— DOCUMENT SECTION —
───

# Big Embroidering Problem



## Lightsaliveappar (Jan 1, 2013)

Recently I just bought a Brother se400 just to do some simple embroidering for my clothing line. I was going to do just blank shirts with a tiny icon of my company on the chest pocket area. Well I gave it a go today and well it looks horrible. I even tryd some of the stock designs the machine has and even those look horrible.

I embroidered a shirt first and then started doing it on a wash rag to practice but it didnt get any better. 

First is the stock design
http://www.t-shirtforums.com/attachment.php?attachmentid=116202&stc=1&d=1414440120

Then my logo
http://www.t-shirtforums.com/attachment.php?attachmentid=116210&stc=1&d=1414440120

and this is what my logo should actually look like
http://www.t-shirtforums.com/attachment.php?attachmentid=116218&stc=1&d=1414440120


----------



## simcap (Feb 13, 2014)

Did you get it digitised or do it yourself?


----------



## splathead (Dec 4, 2005)

You are using a hoop and stabilizer, right?


----------



## Lightsaliveappar (Jan 1, 2013)

simcap said:


> Did you get it digitised or do it yourself?


I did the digitizing in embird. Which it wasnt perfectly the same shapes but it should have at least filled better than what it did.


----------



## Lightsaliveappar (Jan 1, 2013)

splathead said:


> You are using a hoop and stabilizer, right?


I did use a hoop but I didnt use stabilizer. I'm thinking that might have been my problem?


----------



## simcap (Feb 13, 2014)

As asked above, did you use stabiliser? If so, how many sheets? Also, I find how ever small/easy you think the image is, it always looks better done by a professional. What does the other side look like? Is it also a mess?


----------



## simcap (Feb 13, 2014)

Also did you use a satin stitch?


----------



## tfalk (Apr 3, 2008)

No offense but even with the appropriate stabilizer, I think that file will stitch terribly. Nowhere near enough density, the underlay isn't even under the top stitching. Then again, that's how we all learn 

And yes, the first time I tried to digitize something, it looked pretty close to that so don't think I'm beating up on you 

The logo itself will be very difficult to reproduce in thread - the 'split ends' will be virtually impossible to reproduce. You 'might' have a 'chance' with 60 weight but even then I'm not convinced.


----------



## Lightsaliveappar (Jan 1, 2013)

I did not use stabilizer. And I know getting it done by a professional would look better but the price to embroider 1 batch of shirts came out to be close to $300 So I figured why not invest that into the machine and teach myself.


----------



## Lightsaliveappar (Jan 1, 2013)

tfalk said:


> No offense but even with the appropriate stabilizer, I think that file will stitch terribly. Nowhere near enough density, the underlay isn't even under the top stitching. Then again, that's how we all learn
> 
> And yes, the first time I tried to digitize something, it looked pretty close to that so don't think I'm beating up on you
> 
> The logo itself will be very difficult to reproduce in thread - the 'split ends' will be virtually impossible to reproduce. You 'might' have a 'chance' with 60 weight but even then I'm not convinced.

───

— OBJECTIVES —
A) In the embroidery thread, what program did the original poster use to digitize the logo?
B) Write the next part of the embroidery thread, starting right after the last quoted post.
The records have nothing to do with the embroidery thread.

───

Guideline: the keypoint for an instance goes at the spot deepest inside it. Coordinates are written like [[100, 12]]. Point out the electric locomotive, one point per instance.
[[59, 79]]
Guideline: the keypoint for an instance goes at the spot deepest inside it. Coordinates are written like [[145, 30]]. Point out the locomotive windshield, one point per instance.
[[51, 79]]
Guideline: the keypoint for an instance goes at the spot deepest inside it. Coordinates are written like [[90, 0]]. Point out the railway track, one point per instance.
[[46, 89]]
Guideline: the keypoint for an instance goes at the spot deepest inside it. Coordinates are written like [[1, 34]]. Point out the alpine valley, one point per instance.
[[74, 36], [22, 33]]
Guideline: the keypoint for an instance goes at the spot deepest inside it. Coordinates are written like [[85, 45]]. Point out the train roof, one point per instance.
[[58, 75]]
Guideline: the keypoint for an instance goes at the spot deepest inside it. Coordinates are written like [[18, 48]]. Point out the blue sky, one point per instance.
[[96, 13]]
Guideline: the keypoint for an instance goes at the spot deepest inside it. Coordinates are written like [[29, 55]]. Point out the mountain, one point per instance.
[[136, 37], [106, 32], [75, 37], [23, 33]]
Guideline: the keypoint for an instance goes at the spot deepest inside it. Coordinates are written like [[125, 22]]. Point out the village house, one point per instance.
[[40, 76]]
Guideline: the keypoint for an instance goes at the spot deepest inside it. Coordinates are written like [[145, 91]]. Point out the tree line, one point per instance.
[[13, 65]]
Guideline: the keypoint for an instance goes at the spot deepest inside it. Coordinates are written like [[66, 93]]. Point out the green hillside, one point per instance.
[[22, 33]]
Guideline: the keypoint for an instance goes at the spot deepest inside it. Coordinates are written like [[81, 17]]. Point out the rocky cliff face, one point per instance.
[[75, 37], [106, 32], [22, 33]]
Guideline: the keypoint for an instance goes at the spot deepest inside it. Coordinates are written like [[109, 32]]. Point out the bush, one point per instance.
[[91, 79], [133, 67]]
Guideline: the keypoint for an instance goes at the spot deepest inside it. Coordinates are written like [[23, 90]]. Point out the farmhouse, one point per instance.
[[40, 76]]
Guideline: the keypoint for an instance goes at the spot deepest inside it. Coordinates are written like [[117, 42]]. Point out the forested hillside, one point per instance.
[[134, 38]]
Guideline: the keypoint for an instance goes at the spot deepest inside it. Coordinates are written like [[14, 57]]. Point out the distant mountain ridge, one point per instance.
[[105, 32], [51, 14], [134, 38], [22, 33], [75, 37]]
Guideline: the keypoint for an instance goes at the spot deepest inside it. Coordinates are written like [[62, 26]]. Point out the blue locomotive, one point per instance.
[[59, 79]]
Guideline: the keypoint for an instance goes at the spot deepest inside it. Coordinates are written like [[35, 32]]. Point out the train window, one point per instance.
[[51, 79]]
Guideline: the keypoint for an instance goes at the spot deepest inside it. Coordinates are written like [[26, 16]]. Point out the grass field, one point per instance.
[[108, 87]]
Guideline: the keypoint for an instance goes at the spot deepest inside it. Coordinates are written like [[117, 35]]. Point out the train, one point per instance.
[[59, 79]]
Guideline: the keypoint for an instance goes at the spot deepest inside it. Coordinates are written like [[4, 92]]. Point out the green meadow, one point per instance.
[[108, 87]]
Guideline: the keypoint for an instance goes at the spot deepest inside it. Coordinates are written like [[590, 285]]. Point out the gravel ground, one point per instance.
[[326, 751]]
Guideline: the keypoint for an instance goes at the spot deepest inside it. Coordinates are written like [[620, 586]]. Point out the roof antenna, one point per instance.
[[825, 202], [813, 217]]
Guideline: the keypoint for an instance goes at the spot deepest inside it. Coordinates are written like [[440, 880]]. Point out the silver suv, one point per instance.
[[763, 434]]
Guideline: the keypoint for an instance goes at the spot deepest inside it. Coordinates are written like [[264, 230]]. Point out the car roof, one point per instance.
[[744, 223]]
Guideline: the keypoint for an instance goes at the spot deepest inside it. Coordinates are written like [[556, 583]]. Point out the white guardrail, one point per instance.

───

— THE REPLIES —
A) Embird.

B)
Do you know any tutorials or anything to teach me how to digitize properly? or even a site where I can pay someone a cheap price to digitalize it for me? The way I did it was simply outline the LA and then just hit generate stitches. Also I know I wont be able to get the design to look just like that the split ends would be hard to duplicate I just need a simple LA logo which I have others with all smooth edges.


----------



## tfalk (Apr 3, 2008)

I was using PE-Design when I first started so I googled PE-Design tutorials, found a site that looked promising, bought their tutorials and went from there. If you want to learn 'hands-on' another way is to take something that you know stitches well, watch how it stitches, then try to recreate it as close as possible.

I do not use Embird but I've seen enough posts on forums to believe that there are hundreds of tutorials available for it. I'm pretty sure there is also a yahoo group for it. There are plenty of cheap digitizers that usually troll this board, I'd be very surprised if you haven't been spammed by at least one of them by now.

You could also post something on this site in the referrals forum or browse there for digitizers... If I had the time, I'd take a stab at it but I'm swamped at the moment.


----------



## Imagine It Vinyl (Aug 28, 2013)

Spend the $15-$20 and have it professionally digitized!


----------



## Lightsaliveappar (Jan 1, 2013)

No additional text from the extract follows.